_Material provided_
______

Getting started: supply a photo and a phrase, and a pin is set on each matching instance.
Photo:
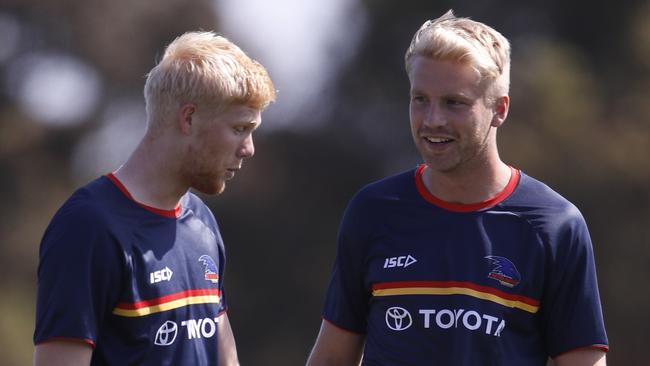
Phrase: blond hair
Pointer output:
(463, 40)
(205, 68)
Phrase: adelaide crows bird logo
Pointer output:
(503, 271)
(210, 268)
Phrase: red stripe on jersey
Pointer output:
(448, 284)
(176, 212)
(168, 298)
(461, 207)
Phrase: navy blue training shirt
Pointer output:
(142, 286)
(509, 281)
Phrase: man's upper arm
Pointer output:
(582, 357)
(62, 353)
(336, 346)
(226, 347)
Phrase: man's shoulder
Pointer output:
(89, 202)
(391, 186)
(540, 203)
(191, 202)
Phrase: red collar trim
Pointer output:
(461, 207)
(176, 212)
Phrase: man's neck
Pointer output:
(151, 177)
(467, 186)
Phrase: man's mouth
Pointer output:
(438, 140)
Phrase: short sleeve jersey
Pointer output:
(140, 285)
(510, 281)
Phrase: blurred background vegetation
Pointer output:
(71, 108)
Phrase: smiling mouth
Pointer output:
(438, 140)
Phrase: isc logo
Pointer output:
(401, 261)
(162, 275)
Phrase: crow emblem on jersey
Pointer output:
(504, 271)
(210, 268)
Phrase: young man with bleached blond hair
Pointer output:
(463, 260)
(131, 266)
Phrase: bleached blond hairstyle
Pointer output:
(466, 41)
(206, 69)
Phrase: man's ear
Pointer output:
(184, 118)
(500, 110)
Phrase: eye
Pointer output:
(455, 102)
(418, 99)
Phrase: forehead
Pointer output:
(240, 113)
(444, 77)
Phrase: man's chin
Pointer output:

______

_Given instruction_
Reproduce the items verbatim, starting at the line that contains "Phrase: young man with bleached blond hair" and continuing through the last line of the items above, with both ends included.

_Reply_
Phrase: young man with bleached blond hair
Pointer output:
(463, 260)
(131, 266)
Phrase: bleached blond hairstyle
Pointer output:
(466, 41)
(206, 69)
Phrase: man's ear
Pointer output:
(184, 118)
(500, 110)
Phrase: eye
Pointer output:
(455, 102)
(418, 99)
Phrase: forehead
Pointer output:
(240, 113)
(444, 77)
Phrase: man's chin
Pointer output:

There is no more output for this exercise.